■ Supplied material ■

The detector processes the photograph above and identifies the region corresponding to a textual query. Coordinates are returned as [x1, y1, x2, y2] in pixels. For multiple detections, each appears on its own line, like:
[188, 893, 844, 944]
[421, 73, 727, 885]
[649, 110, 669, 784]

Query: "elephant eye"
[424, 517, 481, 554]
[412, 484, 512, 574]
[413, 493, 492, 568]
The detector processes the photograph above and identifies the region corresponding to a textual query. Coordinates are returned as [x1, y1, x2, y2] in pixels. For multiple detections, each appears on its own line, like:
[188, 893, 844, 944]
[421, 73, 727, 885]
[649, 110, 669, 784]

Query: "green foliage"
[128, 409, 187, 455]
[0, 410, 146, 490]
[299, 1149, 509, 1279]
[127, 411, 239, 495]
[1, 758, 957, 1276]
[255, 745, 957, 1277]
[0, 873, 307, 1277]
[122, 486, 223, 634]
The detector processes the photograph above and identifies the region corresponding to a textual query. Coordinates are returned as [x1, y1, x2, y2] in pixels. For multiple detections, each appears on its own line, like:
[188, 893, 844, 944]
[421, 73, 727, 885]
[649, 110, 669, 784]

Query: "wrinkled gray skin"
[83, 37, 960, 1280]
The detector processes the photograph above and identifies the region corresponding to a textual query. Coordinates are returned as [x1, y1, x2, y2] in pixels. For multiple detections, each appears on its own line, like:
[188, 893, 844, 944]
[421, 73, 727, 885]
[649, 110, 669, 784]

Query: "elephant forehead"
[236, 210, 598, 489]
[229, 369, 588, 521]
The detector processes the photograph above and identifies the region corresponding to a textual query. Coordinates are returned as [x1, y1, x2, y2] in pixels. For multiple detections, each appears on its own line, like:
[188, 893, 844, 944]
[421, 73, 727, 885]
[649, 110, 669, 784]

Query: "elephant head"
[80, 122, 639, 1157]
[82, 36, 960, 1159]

■ Assignment ■
From the records above, extract every line exactly as it stands.

■ Worked solution ■
The detector processes the photograph above and identifies the region corresponding to a textual query. Coordinates are returned as [x1, y1, x2, y2] in pixels. For multiple detections, each appears on its own line, like:
[188, 893, 844, 944]
[421, 73, 727, 885]
[649, 110, 669, 784]

Query: "elephant eye"
[424, 517, 481, 554]
[412, 484, 512, 574]
[413, 493, 492, 568]
The detector processes the photograph above and identifies the region corresponding to a textual query. Coordinates are returned as [x1, y1, x2, y2] in pixels. For multiple detections, each appears on its own line, like:
[188, 893, 844, 944]
[421, 73, 727, 885]
[649, 110, 669, 784]

Query: "green foliage"
[128, 409, 187, 455]
[0, 410, 146, 490]
[299, 1149, 509, 1279]
[127, 411, 239, 495]
[1, 758, 957, 1276]
[255, 745, 957, 1277]
[0, 873, 307, 1277]
[122, 486, 223, 634]
The detector processes the photograph above and identifies the region corresponding to a textual query. Coordinates are returned as [x1, y1, x2, y2] in pixels. For multiple detections, each appears on its own line, like:
[188, 893, 844, 944]
[421, 73, 727, 885]
[649, 110, 669, 784]

Query: "wrinkled gray skin"
[83, 37, 960, 1280]
The detector processes the photograph above and identifies the region corresponding to a textual query. Coordinates are returned as [x1, y1, x2, y2] in pixels. For multiple detections, each appears on its own line, like:
[188, 893, 844, 944]
[421, 73, 727, 885]
[649, 110, 669, 784]

Query: "elephant forehead"
[236, 210, 598, 489]
[229, 369, 588, 521]
The detector processes the photograph above and identifies the region corresponding to a textual query. Coordinates are returned as [x1, y1, x2, y2] in pixels. For multiple detections, each appears on its own line, like:
[188, 893, 844, 944]
[421, 73, 727, 885]
[649, 110, 669, 784]

Query: "elephant head"
[80, 122, 639, 1157]
[82, 36, 960, 1159]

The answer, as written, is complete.